--- Start ---
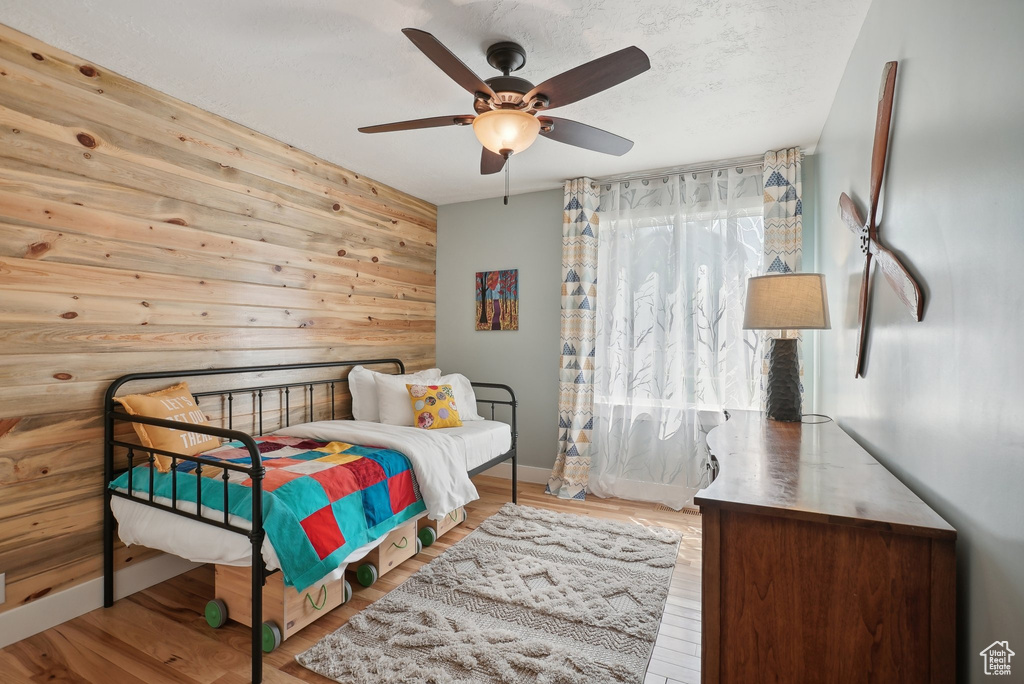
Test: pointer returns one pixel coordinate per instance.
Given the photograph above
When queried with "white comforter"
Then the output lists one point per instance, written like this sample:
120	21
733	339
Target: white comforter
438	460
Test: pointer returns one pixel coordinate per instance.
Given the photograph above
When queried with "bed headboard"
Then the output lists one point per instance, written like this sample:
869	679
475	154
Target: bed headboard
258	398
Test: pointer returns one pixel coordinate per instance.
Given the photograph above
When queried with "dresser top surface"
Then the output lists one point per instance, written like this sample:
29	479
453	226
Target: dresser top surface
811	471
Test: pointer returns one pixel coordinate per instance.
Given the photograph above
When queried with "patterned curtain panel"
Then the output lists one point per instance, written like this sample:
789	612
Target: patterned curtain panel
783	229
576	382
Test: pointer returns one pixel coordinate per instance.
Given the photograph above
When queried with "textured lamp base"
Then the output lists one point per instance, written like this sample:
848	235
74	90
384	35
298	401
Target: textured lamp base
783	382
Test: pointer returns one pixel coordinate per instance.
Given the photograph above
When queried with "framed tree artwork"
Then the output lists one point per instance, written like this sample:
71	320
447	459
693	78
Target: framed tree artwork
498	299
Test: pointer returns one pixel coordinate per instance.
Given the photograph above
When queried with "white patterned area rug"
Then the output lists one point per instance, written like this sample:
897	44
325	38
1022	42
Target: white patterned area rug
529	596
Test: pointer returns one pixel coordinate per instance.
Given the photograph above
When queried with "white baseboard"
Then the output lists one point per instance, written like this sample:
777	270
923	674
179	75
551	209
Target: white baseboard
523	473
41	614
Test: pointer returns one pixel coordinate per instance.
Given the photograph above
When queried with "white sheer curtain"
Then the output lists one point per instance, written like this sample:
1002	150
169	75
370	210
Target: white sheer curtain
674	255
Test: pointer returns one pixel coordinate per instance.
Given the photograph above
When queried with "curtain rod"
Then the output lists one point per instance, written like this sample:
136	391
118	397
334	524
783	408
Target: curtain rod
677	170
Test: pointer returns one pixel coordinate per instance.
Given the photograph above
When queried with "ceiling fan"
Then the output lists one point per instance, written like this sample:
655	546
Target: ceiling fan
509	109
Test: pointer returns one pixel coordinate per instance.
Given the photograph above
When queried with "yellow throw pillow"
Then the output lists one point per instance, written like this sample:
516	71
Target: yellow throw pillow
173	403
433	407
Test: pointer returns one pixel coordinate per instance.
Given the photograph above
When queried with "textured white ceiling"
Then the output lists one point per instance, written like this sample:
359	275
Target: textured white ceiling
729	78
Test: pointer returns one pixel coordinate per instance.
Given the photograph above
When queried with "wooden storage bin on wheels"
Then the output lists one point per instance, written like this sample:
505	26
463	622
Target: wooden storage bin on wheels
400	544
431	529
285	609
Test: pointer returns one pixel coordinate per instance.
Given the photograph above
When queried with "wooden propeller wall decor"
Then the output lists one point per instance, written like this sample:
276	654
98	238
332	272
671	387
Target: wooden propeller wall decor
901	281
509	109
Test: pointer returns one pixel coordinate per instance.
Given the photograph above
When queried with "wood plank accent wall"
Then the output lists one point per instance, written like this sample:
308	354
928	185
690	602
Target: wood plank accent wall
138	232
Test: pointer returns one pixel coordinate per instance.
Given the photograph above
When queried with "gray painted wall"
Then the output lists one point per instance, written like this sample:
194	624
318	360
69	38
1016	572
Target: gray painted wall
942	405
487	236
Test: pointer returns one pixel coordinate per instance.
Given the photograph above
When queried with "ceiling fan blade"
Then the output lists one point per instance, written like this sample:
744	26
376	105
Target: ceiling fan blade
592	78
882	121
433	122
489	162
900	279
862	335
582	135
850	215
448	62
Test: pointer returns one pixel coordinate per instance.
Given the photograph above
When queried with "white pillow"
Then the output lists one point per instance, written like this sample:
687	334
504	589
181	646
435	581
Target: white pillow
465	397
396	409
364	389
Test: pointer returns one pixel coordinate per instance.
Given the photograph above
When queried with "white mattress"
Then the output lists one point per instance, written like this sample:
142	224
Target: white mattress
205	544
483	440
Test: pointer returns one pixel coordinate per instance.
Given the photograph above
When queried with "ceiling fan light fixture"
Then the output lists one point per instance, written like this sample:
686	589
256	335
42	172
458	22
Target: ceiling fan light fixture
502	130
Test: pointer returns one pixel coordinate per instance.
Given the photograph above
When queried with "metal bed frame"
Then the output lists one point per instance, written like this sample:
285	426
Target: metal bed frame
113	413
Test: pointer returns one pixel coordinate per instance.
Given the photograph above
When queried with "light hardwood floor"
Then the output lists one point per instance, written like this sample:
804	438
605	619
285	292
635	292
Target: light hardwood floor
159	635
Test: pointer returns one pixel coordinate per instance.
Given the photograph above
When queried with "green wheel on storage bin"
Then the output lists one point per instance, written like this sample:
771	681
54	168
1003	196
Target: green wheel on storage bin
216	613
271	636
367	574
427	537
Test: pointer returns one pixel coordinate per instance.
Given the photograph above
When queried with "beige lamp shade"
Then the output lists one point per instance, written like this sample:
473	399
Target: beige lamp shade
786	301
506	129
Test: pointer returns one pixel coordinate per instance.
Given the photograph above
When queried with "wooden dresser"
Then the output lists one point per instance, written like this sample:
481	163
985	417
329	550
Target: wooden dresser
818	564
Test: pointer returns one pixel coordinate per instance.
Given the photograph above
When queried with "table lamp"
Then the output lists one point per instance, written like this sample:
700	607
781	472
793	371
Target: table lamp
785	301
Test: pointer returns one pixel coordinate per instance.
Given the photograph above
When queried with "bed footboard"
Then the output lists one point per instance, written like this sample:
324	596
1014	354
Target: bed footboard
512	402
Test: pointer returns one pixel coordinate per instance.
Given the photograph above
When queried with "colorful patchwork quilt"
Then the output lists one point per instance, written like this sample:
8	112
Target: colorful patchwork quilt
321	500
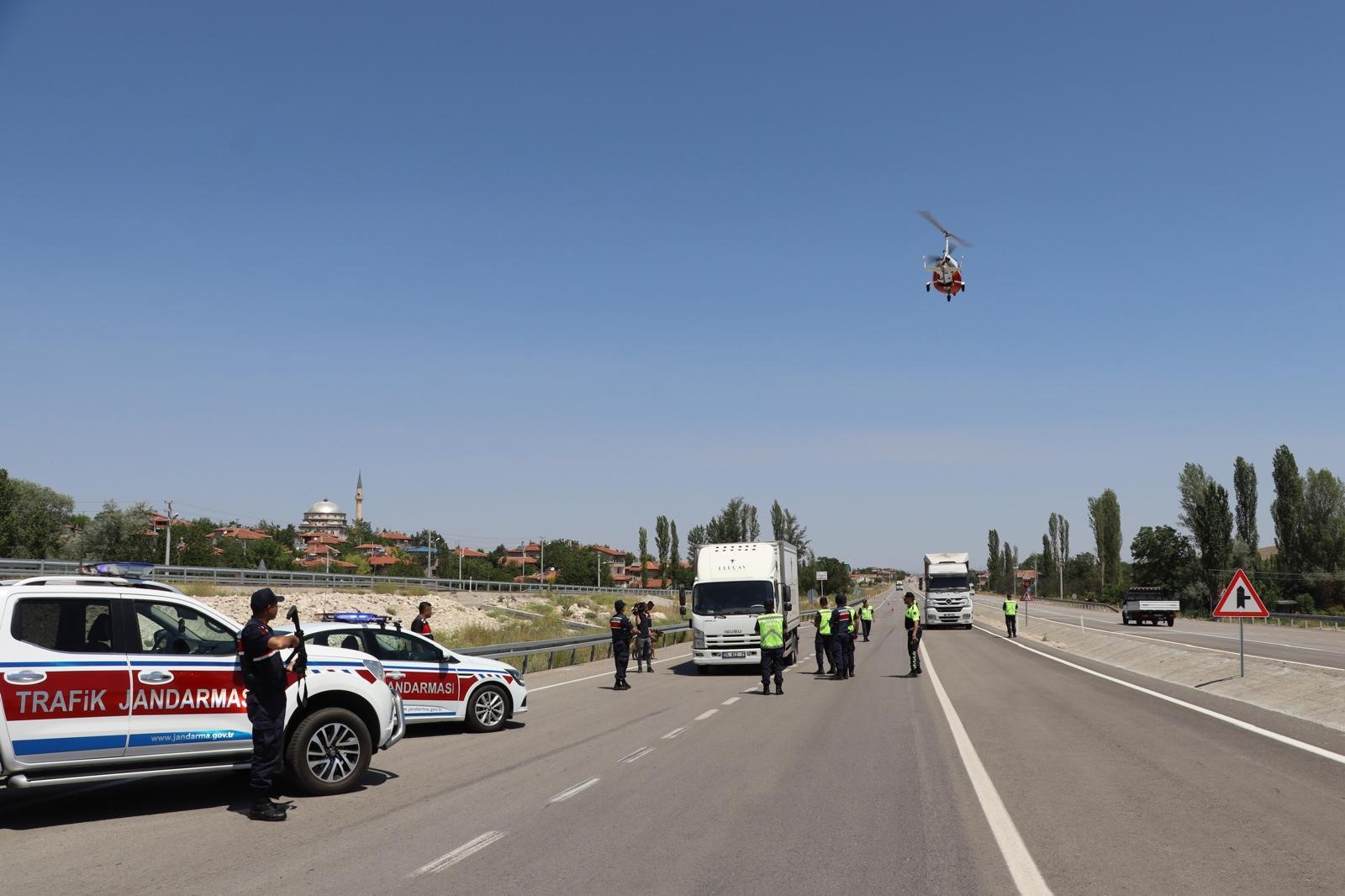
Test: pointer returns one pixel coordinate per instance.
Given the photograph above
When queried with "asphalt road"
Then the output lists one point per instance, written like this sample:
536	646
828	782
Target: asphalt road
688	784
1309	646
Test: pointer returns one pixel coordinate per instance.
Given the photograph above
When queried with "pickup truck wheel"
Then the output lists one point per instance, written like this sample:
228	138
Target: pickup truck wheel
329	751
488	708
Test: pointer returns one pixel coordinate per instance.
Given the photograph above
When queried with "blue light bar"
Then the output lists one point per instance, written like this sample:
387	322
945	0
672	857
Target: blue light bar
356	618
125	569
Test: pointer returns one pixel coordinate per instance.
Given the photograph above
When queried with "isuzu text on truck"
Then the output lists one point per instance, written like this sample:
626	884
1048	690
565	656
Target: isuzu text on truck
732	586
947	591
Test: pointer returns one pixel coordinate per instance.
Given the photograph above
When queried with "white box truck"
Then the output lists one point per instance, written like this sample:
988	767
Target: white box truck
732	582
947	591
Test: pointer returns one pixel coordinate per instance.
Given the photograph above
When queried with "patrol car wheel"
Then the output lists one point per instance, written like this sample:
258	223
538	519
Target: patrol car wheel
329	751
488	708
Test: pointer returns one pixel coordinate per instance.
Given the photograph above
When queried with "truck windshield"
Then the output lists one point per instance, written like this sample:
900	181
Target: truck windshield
--- End ---
=== What you will do ===
Which lines in the rows above contain the word "sheer"? Pull out each one in full, treating the match as case-sensitive.

=== Task result ===
When queried with "white sheer curtain"
Target: white sheer curtain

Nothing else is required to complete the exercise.